(Records contained in a dataset)

=-=-=

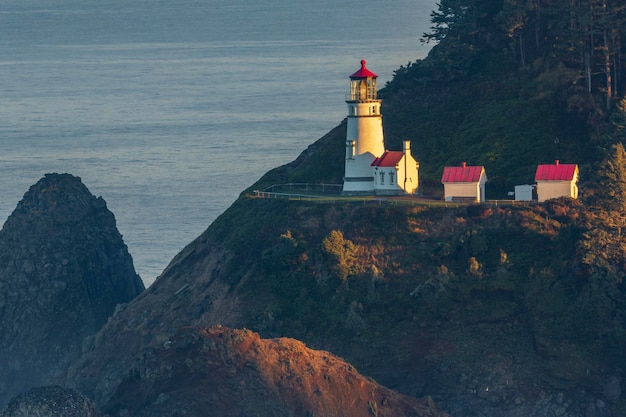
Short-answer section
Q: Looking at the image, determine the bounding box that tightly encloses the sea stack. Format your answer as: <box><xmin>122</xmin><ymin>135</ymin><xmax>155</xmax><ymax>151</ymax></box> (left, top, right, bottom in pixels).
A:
<box><xmin>0</xmin><ymin>173</ymin><xmax>144</xmax><ymax>407</ymax></box>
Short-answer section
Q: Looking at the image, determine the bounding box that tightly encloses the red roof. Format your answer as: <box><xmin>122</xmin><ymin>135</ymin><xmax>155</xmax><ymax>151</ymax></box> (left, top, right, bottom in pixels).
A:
<box><xmin>535</xmin><ymin>162</ymin><xmax>578</xmax><ymax>181</ymax></box>
<box><xmin>441</xmin><ymin>164</ymin><xmax>485</xmax><ymax>183</ymax></box>
<box><xmin>371</xmin><ymin>151</ymin><xmax>404</xmax><ymax>167</ymax></box>
<box><xmin>350</xmin><ymin>59</ymin><xmax>378</xmax><ymax>79</ymax></box>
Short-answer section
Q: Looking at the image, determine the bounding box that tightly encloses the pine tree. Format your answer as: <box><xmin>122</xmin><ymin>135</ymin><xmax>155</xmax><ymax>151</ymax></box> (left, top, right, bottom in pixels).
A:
<box><xmin>597</xmin><ymin>142</ymin><xmax>626</xmax><ymax>215</ymax></box>
<box><xmin>579</xmin><ymin>142</ymin><xmax>626</xmax><ymax>275</ymax></box>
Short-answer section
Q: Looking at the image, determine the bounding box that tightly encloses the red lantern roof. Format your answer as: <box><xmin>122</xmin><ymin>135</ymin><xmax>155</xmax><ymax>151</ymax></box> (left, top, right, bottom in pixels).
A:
<box><xmin>350</xmin><ymin>59</ymin><xmax>378</xmax><ymax>79</ymax></box>
<box><xmin>535</xmin><ymin>161</ymin><xmax>578</xmax><ymax>181</ymax></box>
<box><xmin>441</xmin><ymin>163</ymin><xmax>485</xmax><ymax>183</ymax></box>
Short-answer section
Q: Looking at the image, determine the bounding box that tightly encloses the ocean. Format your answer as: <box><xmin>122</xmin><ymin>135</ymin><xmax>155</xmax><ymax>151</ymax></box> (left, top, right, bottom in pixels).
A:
<box><xmin>0</xmin><ymin>0</ymin><xmax>435</xmax><ymax>286</ymax></box>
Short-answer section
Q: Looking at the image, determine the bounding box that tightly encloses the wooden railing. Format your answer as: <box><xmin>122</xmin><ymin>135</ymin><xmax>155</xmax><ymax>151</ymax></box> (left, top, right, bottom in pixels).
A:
<box><xmin>262</xmin><ymin>183</ymin><xmax>343</xmax><ymax>194</ymax></box>
<box><xmin>251</xmin><ymin>185</ymin><xmax>536</xmax><ymax>208</ymax></box>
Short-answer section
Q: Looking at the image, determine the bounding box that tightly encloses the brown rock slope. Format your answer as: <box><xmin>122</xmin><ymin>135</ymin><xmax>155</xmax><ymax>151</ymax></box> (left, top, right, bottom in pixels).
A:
<box><xmin>0</xmin><ymin>173</ymin><xmax>144</xmax><ymax>406</ymax></box>
<box><xmin>104</xmin><ymin>326</ymin><xmax>449</xmax><ymax>417</ymax></box>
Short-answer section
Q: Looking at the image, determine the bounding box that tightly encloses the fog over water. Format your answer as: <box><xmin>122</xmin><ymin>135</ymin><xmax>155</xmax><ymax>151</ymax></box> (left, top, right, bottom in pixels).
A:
<box><xmin>0</xmin><ymin>0</ymin><xmax>435</xmax><ymax>285</ymax></box>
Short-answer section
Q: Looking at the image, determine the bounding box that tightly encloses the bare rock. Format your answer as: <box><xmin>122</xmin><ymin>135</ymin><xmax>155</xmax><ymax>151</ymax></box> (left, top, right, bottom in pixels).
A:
<box><xmin>103</xmin><ymin>326</ymin><xmax>449</xmax><ymax>417</ymax></box>
<box><xmin>0</xmin><ymin>173</ymin><xmax>144</xmax><ymax>407</ymax></box>
<box><xmin>1</xmin><ymin>386</ymin><xmax>106</xmax><ymax>417</ymax></box>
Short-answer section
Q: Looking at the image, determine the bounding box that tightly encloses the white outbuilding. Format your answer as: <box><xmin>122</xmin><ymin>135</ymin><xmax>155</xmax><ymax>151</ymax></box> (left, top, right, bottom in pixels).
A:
<box><xmin>441</xmin><ymin>163</ymin><xmax>487</xmax><ymax>202</ymax></box>
<box><xmin>371</xmin><ymin>141</ymin><xmax>419</xmax><ymax>195</ymax></box>
<box><xmin>534</xmin><ymin>160</ymin><xmax>579</xmax><ymax>202</ymax></box>
<box><xmin>514</xmin><ymin>184</ymin><xmax>535</xmax><ymax>201</ymax></box>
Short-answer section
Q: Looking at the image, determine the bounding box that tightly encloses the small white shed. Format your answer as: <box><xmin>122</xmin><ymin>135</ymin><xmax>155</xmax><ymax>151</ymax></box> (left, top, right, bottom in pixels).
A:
<box><xmin>514</xmin><ymin>184</ymin><xmax>535</xmax><ymax>201</ymax></box>
<box><xmin>441</xmin><ymin>163</ymin><xmax>487</xmax><ymax>202</ymax></box>
<box><xmin>535</xmin><ymin>161</ymin><xmax>579</xmax><ymax>202</ymax></box>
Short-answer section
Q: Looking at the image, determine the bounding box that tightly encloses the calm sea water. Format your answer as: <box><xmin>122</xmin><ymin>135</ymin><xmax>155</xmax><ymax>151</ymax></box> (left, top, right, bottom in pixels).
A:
<box><xmin>0</xmin><ymin>0</ymin><xmax>434</xmax><ymax>285</ymax></box>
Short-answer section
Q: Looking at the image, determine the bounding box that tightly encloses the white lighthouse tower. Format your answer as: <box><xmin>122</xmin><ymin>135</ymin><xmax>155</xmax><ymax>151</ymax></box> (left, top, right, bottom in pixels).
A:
<box><xmin>342</xmin><ymin>59</ymin><xmax>386</xmax><ymax>194</ymax></box>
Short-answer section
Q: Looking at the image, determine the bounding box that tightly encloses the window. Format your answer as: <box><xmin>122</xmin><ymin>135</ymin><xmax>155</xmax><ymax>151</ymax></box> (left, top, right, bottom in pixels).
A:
<box><xmin>380</xmin><ymin>171</ymin><xmax>385</xmax><ymax>185</ymax></box>
<box><xmin>389</xmin><ymin>171</ymin><xmax>395</xmax><ymax>184</ymax></box>
<box><xmin>359</xmin><ymin>79</ymin><xmax>367</xmax><ymax>99</ymax></box>
<box><xmin>346</xmin><ymin>140</ymin><xmax>355</xmax><ymax>159</ymax></box>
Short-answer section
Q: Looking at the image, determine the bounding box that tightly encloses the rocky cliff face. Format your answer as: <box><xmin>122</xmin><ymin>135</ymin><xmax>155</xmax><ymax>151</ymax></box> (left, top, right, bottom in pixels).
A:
<box><xmin>0</xmin><ymin>173</ymin><xmax>144</xmax><ymax>407</ymax></box>
<box><xmin>1</xmin><ymin>386</ymin><xmax>105</xmax><ymax>417</ymax></box>
<box><xmin>65</xmin><ymin>194</ymin><xmax>626</xmax><ymax>417</ymax></box>
<box><xmin>103</xmin><ymin>326</ymin><xmax>449</xmax><ymax>417</ymax></box>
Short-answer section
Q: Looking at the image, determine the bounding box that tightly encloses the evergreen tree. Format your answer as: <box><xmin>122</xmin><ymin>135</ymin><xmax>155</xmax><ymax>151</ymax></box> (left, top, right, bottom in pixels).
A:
<box><xmin>422</xmin><ymin>0</ymin><xmax>626</xmax><ymax>103</ymax></box>
<box><xmin>597</xmin><ymin>141</ymin><xmax>626</xmax><ymax>214</ymax></box>
<box><xmin>579</xmin><ymin>142</ymin><xmax>626</xmax><ymax>275</ymax></box>
<box><xmin>496</xmin><ymin>0</ymin><xmax>533</xmax><ymax>65</ymax></box>
<box><xmin>422</xmin><ymin>0</ymin><xmax>472</xmax><ymax>44</ymax></box>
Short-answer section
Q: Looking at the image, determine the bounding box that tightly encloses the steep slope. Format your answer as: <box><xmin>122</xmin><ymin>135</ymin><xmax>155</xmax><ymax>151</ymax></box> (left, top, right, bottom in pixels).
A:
<box><xmin>0</xmin><ymin>173</ymin><xmax>144</xmax><ymax>407</ymax></box>
<box><xmin>1</xmin><ymin>386</ymin><xmax>105</xmax><ymax>417</ymax></box>
<box><xmin>66</xmin><ymin>193</ymin><xmax>626</xmax><ymax>417</ymax></box>
<box><xmin>103</xmin><ymin>326</ymin><xmax>449</xmax><ymax>417</ymax></box>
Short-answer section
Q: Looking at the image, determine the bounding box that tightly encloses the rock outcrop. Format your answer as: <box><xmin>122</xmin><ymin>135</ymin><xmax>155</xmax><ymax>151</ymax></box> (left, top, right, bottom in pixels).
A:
<box><xmin>0</xmin><ymin>173</ymin><xmax>144</xmax><ymax>407</ymax></box>
<box><xmin>65</xmin><ymin>194</ymin><xmax>626</xmax><ymax>417</ymax></box>
<box><xmin>103</xmin><ymin>326</ymin><xmax>449</xmax><ymax>417</ymax></box>
<box><xmin>1</xmin><ymin>386</ymin><xmax>105</xmax><ymax>417</ymax></box>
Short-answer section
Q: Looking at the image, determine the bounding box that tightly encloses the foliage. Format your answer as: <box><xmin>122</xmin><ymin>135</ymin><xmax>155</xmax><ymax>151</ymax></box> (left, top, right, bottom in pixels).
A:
<box><xmin>233</xmin><ymin>0</ymin><xmax>626</xmax><ymax>202</ymax></box>
<box><xmin>595</xmin><ymin>142</ymin><xmax>626</xmax><ymax>212</ymax></box>
<box><xmin>422</xmin><ymin>0</ymin><xmax>626</xmax><ymax>109</ymax></box>
<box><xmin>203</xmin><ymin>187</ymin><xmax>626</xmax><ymax>412</ymax></box>
<box><xmin>211</xmin><ymin>2</ymin><xmax>626</xmax><ymax>412</ymax></box>
<box><xmin>382</xmin><ymin>69</ymin><xmax>598</xmax><ymax>195</ymax></box>
<box><xmin>578</xmin><ymin>142</ymin><xmax>626</xmax><ymax>276</ymax></box>
<box><xmin>381</xmin><ymin>0</ymin><xmax>626</xmax><ymax>195</ymax></box>
<box><xmin>321</xmin><ymin>230</ymin><xmax>361</xmax><ymax>280</ymax></box>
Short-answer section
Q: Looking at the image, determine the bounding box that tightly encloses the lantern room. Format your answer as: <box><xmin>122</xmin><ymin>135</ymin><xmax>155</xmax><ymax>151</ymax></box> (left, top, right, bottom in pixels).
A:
<box><xmin>348</xmin><ymin>59</ymin><xmax>378</xmax><ymax>102</ymax></box>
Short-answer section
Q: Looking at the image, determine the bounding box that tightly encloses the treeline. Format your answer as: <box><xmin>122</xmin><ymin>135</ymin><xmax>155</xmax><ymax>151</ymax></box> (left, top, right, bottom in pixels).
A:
<box><xmin>422</xmin><ymin>0</ymin><xmax>626</xmax><ymax>110</ymax></box>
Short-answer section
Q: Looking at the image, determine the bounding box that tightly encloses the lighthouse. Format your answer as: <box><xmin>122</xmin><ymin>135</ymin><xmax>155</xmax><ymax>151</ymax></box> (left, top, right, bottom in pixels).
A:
<box><xmin>342</xmin><ymin>59</ymin><xmax>385</xmax><ymax>194</ymax></box>
<box><xmin>342</xmin><ymin>60</ymin><xmax>420</xmax><ymax>195</ymax></box>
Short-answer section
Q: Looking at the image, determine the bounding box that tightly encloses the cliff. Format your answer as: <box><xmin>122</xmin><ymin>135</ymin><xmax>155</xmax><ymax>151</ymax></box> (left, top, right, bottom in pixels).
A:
<box><xmin>0</xmin><ymin>175</ymin><xmax>449</xmax><ymax>417</ymax></box>
<box><xmin>103</xmin><ymin>326</ymin><xmax>449</xmax><ymax>417</ymax></box>
<box><xmin>0</xmin><ymin>173</ymin><xmax>144</xmax><ymax>406</ymax></box>
<box><xmin>65</xmin><ymin>193</ymin><xmax>626</xmax><ymax>417</ymax></box>
<box><xmin>1</xmin><ymin>386</ymin><xmax>105</xmax><ymax>417</ymax></box>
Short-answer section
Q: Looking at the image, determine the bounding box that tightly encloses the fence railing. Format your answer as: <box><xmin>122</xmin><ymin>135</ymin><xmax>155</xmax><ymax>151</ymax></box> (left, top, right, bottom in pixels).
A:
<box><xmin>251</xmin><ymin>185</ymin><xmax>534</xmax><ymax>208</ymax></box>
<box><xmin>262</xmin><ymin>183</ymin><xmax>343</xmax><ymax>194</ymax></box>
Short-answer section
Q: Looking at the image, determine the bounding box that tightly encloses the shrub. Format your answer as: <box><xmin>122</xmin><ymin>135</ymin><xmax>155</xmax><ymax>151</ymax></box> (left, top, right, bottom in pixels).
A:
<box><xmin>321</xmin><ymin>230</ymin><xmax>360</xmax><ymax>280</ymax></box>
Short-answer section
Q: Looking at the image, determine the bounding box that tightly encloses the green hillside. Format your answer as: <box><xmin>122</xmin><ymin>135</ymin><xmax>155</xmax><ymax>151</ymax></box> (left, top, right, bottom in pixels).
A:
<box><xmin>231</xmin><ymin>1</ymin><xmax>626</xmax><ymax>415</ymax></box>
<box><xmin>253</xmin><ymin>0</ymin><xmax>626</xmax><ymax>198</ymax></box>
<box><xmin>204</xmin><ymin>195</ymin><xmax>625</xmax><ymax>415</ymax></box>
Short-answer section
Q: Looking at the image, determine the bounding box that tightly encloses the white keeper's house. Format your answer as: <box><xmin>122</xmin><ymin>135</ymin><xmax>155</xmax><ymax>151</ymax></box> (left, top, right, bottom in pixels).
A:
<box><xmin>342</xmin><ymin>60</ymin><xmax>419</xmax><ymax>195</ymax></box>
<box><xmin>441</xmin><ymin>163</ymin><xmax>488</xmax><ymax>202</ymax></box>
<box><xmin>535</xmin><ymin>160</ymin><xmax>579</xmax><ymax>202</ymax></box>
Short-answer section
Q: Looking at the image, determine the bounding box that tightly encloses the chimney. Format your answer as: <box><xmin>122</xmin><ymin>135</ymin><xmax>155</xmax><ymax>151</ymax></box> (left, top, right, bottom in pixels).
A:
<box><xmin>403</xmin><ymin>140</ymin><xmax>411</xmax><ymax>154</ymax></box>
<box><xmin>462</xmin><ymin>162</ymin><xmax>467</xmax><ymax>168</ymax></box>
<box><xmin>555</xmin><ymin>160</ymin><xmax>560</xmax><ymax>166</ymax></box>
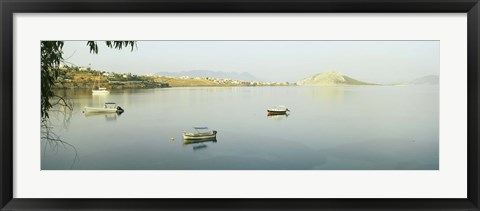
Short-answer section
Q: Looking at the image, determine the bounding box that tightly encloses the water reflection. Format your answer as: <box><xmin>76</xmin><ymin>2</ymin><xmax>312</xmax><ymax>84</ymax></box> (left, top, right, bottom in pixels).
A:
<box><xmin>308</xmin><ymin>87</ymin><xmax>345</xmax><ymax>104</ymax></box>
<box><xmin>41</xmin><ymin>102</ymin><xmax>79</xmax><ymax>169</ymax></box>
<box><xmin>266</xmin><ymin>113</ymin><xmax>289</xmax><ymax>120</ymax></box>
<box><xmin>183</xmin><ymin>138</ymin><xmax>217</xmax><ymax>145</ymax></box>
<box><xmin>183</xmin><ymin>138</ymin><xmax>217</xmax><ymax>151</ymax></box>
<box><xmin>193</xmin><ymin>144</ymin><xmax>208</xmax><ymax>151</ymax></box>
<box><xmin>84</xmin><ymin>112</ymin><xmax>121</xmax><ymax>121</ymax></box>
<box><xmin>316</xmin><ymin>138</ymin><xmax>439</xmax><ymax>170</ymax></box>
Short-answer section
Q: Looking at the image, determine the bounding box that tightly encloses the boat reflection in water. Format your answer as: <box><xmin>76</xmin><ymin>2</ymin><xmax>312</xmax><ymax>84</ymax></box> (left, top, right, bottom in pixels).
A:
<box><xmin>267</xmin><ymin>113</ymin><xmax>289</xmax><ymax>121</ymax></box>
<box><xmin>267</xmin><ymin>113</ymin><xmax>289</xmax><ymax>117</ymax></box>
<box><xmin>83</xmin><ymin>112</ymin><xmax>121</xmax><ymax>121</ymax></box>
<box><xmin>183</xmin><ymin>138</ymin><xmax>217</xmax><ymax>151</ymax></box>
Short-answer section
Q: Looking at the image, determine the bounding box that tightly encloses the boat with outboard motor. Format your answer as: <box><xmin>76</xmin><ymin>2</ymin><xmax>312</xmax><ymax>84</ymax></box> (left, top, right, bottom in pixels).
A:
<box><xmin>83</xmin><ymin>102</ymin><xmax>124</xmax><ymax>114</ymax></box>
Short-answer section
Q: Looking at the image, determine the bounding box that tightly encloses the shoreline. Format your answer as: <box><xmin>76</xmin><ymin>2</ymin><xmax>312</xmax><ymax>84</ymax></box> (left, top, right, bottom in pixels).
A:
<box><xmin>52</xmin><ymin>84</ymin><xmax>419</xmax><ymax>90</ymax></box>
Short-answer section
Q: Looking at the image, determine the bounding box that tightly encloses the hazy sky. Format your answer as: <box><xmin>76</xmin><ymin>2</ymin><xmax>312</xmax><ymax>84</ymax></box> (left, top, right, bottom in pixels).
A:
<box><xmin>61</xmin><ymin>41</ymin><xmax>439</xmax><ymax>83</ymax></box>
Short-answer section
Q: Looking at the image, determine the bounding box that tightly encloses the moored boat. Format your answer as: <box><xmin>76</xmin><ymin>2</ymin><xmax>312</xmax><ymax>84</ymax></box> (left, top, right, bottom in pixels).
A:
<box><xmin>267</xmin><ymin>105</ymin><xmax>290</xmax><ymax>115</ymax></box>
<box><xmin>84</xmin><ymin>102</ymin><xmax>124</xmax><ymax>114</ymax></box>
<box><xmin>183</xmin><ymin>127</ymin><xmax>217</xmax><ymax>140</ymax></box>
<box><xmin>92</xmin><ymin>87</ymin><xmax>110</xmax><ymax>94</ymax></box>
<box><xmin>92</xmin><ymin>73</ymin><xmax>109</xmax><ymax>94</ymax></box>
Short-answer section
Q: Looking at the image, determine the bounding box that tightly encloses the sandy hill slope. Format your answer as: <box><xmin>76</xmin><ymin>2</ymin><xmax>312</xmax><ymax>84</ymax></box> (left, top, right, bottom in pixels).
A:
<box><xmin>297</xmin><ymin>71</ymin><xmax>375</xmax><ymax>86</ymax></box>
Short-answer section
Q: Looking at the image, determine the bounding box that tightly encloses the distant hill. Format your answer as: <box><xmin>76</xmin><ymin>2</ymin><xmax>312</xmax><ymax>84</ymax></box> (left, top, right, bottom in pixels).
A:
<box><xmin>297</xmin><ymin>71</ymin><xmax>375</xmax><ymax>86</ymax></box>
<box><xmin>155</xmin><ymin>70</ymin><xmax>261</xmax><ymax>82</ymax></box>
<box><xmin>408</xmin><ymin>75</ymin><xmax>439</xmax><ymax>85</ymax></box>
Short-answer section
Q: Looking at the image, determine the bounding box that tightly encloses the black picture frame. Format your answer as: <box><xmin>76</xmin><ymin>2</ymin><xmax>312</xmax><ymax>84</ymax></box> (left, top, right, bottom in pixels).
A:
<box><xmin>1</xmin><ymin>0</ymin><xmax>479</xmax><ymax>210</ymax></box>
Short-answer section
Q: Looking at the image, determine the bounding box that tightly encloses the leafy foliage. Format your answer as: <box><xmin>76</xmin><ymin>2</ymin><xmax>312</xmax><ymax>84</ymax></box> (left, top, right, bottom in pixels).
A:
<box><xmin>87</xmin><ymin>41</ymin><xmax>136</xmax><ymax>54</ymax></box>
<box><xmin>41</xmin><ymin>41</ymin><xmax>64</xmax><ymax>119</ymax></box>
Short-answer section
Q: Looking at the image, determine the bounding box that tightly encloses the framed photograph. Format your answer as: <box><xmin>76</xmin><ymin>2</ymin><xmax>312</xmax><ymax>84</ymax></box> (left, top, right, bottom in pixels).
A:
<box><xmin>1</xmin><ymin>0</ymin><xmax>479</xmax><ymax>210</ymax></box>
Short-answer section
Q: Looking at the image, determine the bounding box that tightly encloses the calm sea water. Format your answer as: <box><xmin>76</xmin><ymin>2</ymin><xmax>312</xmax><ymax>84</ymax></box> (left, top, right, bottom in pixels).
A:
<box><xmin>42</xmin><ymin>86</ymin><xmax>439</xmax><ymax>170</ymax></box>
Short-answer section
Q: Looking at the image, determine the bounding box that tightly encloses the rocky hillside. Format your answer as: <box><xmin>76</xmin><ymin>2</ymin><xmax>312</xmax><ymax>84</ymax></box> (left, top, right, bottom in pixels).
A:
<box><xmin>297</xmin><ymin>71</ymin><xmax>375</xmax><ymax>86</ymax></box>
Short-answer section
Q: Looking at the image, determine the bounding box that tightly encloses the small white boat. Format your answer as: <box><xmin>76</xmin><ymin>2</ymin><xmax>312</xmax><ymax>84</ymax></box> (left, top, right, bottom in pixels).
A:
<box><xmin>267</xmin><ymin>105</ymin><xmax>290</xmax><ymax>116</ymax></box>
<box><xmin>92</xmin><ymin>87</ymin><xmax>110</xmax><ymax>94</ymax></box>
<box><xmin>183</xmin><ymin>127</ymin><xmax>217</xmax><ymax>140</ymax></box>
<box><xmin>84</xmin><ymin>102</ymin><xmax>124</xmax><ymax>114</ymax></box>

=-=-=

Take the entries above and copy out all lines with the string "foliage".

Q: Looking at the image, determine the bounding box that tightly encloses the foliage. Format your answer as: <box><xmin>122</xmin><ymin>135</ymin><xmax>155</xmax><ymax>151</ymax></box> (left, top, right, bottom in pixels).
Q: Looking at the image, determine the bounding box that tightly encloses the leafy foliage. Format your answer as: <box><xmin>76</xmin><ymin>2</ymin><xmax>312</xmax><ymax>84</ymax></box> (left, top, right, bottom in pixels).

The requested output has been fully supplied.